- _MATERIAL SHOWN_
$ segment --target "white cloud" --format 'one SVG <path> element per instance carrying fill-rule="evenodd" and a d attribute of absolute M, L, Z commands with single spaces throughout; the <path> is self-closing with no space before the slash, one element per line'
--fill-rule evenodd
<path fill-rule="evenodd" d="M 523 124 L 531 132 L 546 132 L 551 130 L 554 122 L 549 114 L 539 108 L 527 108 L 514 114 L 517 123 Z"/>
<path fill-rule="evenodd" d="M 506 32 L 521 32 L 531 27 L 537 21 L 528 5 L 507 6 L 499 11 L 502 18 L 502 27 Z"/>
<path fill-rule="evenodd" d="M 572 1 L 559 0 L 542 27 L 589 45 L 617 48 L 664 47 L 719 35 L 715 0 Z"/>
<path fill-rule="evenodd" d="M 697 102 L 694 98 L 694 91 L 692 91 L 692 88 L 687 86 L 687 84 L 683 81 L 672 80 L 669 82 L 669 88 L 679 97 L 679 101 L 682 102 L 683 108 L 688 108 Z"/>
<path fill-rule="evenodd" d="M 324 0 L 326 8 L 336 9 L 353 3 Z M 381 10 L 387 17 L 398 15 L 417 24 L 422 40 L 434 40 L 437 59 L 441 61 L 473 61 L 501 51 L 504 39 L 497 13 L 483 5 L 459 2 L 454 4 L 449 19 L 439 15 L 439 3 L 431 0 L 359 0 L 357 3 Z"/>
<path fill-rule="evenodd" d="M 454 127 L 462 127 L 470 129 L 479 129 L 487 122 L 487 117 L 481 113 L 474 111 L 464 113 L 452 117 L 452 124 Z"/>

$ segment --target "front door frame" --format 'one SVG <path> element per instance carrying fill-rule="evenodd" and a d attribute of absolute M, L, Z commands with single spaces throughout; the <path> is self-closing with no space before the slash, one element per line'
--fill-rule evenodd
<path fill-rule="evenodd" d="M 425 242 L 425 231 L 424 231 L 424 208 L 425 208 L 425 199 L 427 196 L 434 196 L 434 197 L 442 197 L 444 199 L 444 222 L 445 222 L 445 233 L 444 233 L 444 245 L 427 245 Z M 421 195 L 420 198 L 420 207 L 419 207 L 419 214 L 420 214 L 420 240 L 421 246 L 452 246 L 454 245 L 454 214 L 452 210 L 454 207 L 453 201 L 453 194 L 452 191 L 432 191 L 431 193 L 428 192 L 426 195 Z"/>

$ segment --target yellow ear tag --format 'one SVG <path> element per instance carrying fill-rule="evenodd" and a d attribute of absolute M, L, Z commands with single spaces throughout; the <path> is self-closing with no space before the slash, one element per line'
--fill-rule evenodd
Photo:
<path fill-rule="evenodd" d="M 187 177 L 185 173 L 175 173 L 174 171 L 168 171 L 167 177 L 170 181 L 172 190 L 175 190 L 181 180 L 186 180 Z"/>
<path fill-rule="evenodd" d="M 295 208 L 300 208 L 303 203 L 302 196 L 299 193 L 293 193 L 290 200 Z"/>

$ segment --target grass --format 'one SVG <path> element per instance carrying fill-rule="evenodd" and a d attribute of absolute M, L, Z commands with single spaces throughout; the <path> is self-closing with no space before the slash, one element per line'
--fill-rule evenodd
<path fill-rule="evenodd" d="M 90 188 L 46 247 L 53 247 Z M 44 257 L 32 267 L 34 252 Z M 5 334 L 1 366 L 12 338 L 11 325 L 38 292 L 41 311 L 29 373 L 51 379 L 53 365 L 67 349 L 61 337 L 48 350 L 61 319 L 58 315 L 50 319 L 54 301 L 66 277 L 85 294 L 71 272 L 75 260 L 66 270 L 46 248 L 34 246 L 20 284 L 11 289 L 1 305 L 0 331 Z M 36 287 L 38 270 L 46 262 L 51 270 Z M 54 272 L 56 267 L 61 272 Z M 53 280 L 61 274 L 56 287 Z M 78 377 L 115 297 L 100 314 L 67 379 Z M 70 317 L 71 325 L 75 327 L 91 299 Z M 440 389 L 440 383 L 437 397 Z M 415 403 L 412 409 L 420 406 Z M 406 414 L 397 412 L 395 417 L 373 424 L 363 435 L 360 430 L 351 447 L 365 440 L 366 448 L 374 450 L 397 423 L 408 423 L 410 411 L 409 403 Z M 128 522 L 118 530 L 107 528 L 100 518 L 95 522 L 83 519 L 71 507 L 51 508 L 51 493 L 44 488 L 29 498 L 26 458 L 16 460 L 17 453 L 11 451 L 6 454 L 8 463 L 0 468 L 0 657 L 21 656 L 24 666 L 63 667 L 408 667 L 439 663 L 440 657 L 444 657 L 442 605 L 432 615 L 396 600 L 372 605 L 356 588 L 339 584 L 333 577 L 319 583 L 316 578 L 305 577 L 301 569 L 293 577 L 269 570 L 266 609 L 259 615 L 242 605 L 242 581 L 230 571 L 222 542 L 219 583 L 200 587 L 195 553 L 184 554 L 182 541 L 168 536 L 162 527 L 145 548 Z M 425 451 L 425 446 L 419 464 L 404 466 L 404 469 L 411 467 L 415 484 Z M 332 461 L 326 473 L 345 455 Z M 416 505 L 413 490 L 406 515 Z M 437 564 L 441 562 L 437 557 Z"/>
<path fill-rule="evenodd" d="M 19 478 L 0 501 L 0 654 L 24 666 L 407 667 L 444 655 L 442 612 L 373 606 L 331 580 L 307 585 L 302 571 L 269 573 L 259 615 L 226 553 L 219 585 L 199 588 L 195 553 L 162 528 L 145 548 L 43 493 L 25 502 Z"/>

- _TASK STATEMENT_
Rewrite all of the data above, changing every "--target" to "--label" and keeping everything else the same.

- _FINAL RESULT_
$ segment --label "white cloud" --format 'one SVG <path> element per instance carrying fill-rule="evenodd" and a d attribute of absolute M, L, Z commands with single spaces throughout; the <path> is self-closing with no space before the slash, one element per line'
--fill-rule evenodd
<path fill-rule="evenodd" d="M 523 124 L 531 132 L 546 132 L 551 130 L 554 122 L 549 114 L 539 108 L 527 108 L 514 114 L 517 123 Z"/>
<path fill-rule="evenodd" d="M 506 32 L 521 32 L 531 27 L 537 21 L 528 5 L 507 6 L 499 11 L 502 18 L 502 27 Z"/>
<path fill-rule="evenodd" d="M 572 1 L 559 0 L 542 27 L 589 45 L 617 48 L 664 47 L 719 35 L 715 0 Z"/>
<path fill-rule="evenodd" d="M 697 102 L 694 98 L 694 91 L 692 91 L 692 88 L 687 86 L 687 84 L 683 81 L 672 80 L 669 82 L 669 88 L 679 97 L 679 101 L 682 102 L 683 108 L 688 108 Z"/>
<path fill-rule="evenodd" d="M 324 0 L 326 8 L 336 9 L 353 3 Z M 381 10 L 387 17 L 398 15 L 417 24 L 422 40 L 434 40 L 437 59 L 441 61 L 473 61 L 501 51 L 504 39 L 497 13 L 483 5 L 459 2 L 454 4 L 449 19 L 439 15 L 439 3 L 431 0 L 359 0 L 357 3 Z"/>
<path fill-rule="evenodd" d="M 454 127 L 462 127 L 470 129 L 479 129 L 487 122 L 487 117 L 481 113 L 474 111 L 464 113 L 452 117 L 452 124 Z"/>

$ segment --label "front door frame" --format 'one SVG <path> element per instance carrying fill-rule="evenodd" and a d attribute of absolute M, L, Z commands with single spaces throughout; the <path> is self-closing with no space before the slash, one element per line'
--fill-rule evenodd
<path fill-rule="evenodd" d="M 425 242 L 425 231 L 424 231 L 424 208 L 425 208 L 425 199 L 427 196 L 434 196 L 434 197 L 442 197 L 444 199 L 444 222 L 445 222 L 445 233 L 444 233 L 444 245 L 427 245 Z M 421 195 L 420 198 L 420 207 L 419 207 L 419 214 L 420 214 L 420 240 L 421 246 L 452 246 L 454 245 L 454 214 L 452 210 L 454 207 L 453 201 L 453 194 L 452 191 L 432 191 L 431 193 L 428 192 L 426 195 Z"/>

$ segment --label yellow ear tag --format 'one SVG <path> element per instance carrying fill-rule="evenodd" and a d attribute of absolute M, L, Z commands with single spaces throughout; the <path> is self-closing with no space before the slash, one element per line'
--fill-rule evenodd
Photo:
<path fill-rule="evenodd" d="M 187 177 L 185 173 L 175 173 L 174 171 L 168 171 L 167 177 L 170 181 L 172 190 L 175 190 L 181 180 L 186 180 Z"/>
<path fill-rule="evenodd" d="M 295 208 L 300 208 L 303 203 L 302 196 L 299 193 L 293 193 L 290 200 Z"/>

$ segment --label grass --format 'one SVG <path> element per instance carrying fill-rule="evenodd" and a d attribute of absolute M, L, Z commands with single spaces throughout; the <path> is self-closing with no space before the slash, one element per line'
--fill-rule evenodd
<path fill-rule="evenodd" d="M 90 188 L 46 247 L 53 247 Z M 44 257 L 32 267 L 34 252 Z M 5 334 L 1 366 L 12 338 L 11 325 L 38 292 L 41 311 L 29 373 L 51 379 L 53 365 L 67 349 L 61 337 L 48 350 L 61 319 L 58 315 L 50 319 L 54 301 L 66 277 L 85 294 L 71 272 L 75 260 L 66 270 L 46 248 L 34 246 L 20 284 L 11 289 L 1 305 L 0 331 Z M 36 287 L 38 270 L 46 262 L 51 270 Z M 54 272 L 56 267 L 61 272 Z M 53 280 L 61 274 L 56 287 Z M 78 377 L 115 297 L 100 314 L 67 379 Z M 70 317 L 71 325 L 75 327 L 91 299 Z M 440 389 L 440 383 L 437 397 Z M 415 403 L 412 409 L 420 406 Z M 406 414 L 397 412 L 395 417 L 373 424 L 363 435 L 360 430 L 351 447 L 365 440 L 366 448 L 374 450 L 397 423 L 408 423 L 410 411 L 409 403 Z M 128 522 L 118 530 L 107 528 L 100 518 L 95 522 L 83 519 L 71 507 L 51 508 L 51 493 L 44 488 L 29 498 L 26 458 L 16 460 L 17 453 L 11 451 L 6 454 L 8 463 L 0 468 L 0 657 L 21 656 L 24 666 L 63 667 L 408 667 L 439 663 L 440 657 L 444 657 L 442 605 L 432 615 L 396 600 L 372 605 L 356 588 L 339 584 L 333 577 L 319 583 L 316 578 L 305 577 L 301 569 L 293 577 L 269 570 L 266 609 L 259 615 L 242 605 L 242 581 L 230 571 L 222 542 L 219 583 L 200 587 L 195 553 L 184 554 L 182 541 L 168 536 L 162 527 L 145 548 Z M 425 451 L 425 446 L 419 464 L 404 466 L 404 469 L 411 467 L 415 484 Z M 332 461 L 326 473 L 345 455 Z M 416 505 L 413 490 L 406 515 Z M 437 564 L 441 562 L 437 557 Z"/>
<path fill-rule="evenodd" d="M 19 478 L 0 501 L 0 654 L 24 666 L 407 667 L 444 655 L 442 612 L 373 606 L 331 580 L 307 585 L 302 571 L 269 573 L 259 615 L 226 553 L 219 585 L 199 588 L 195 553 L 162 528 L 145 548 L 43 493 L 25 502 Z"/>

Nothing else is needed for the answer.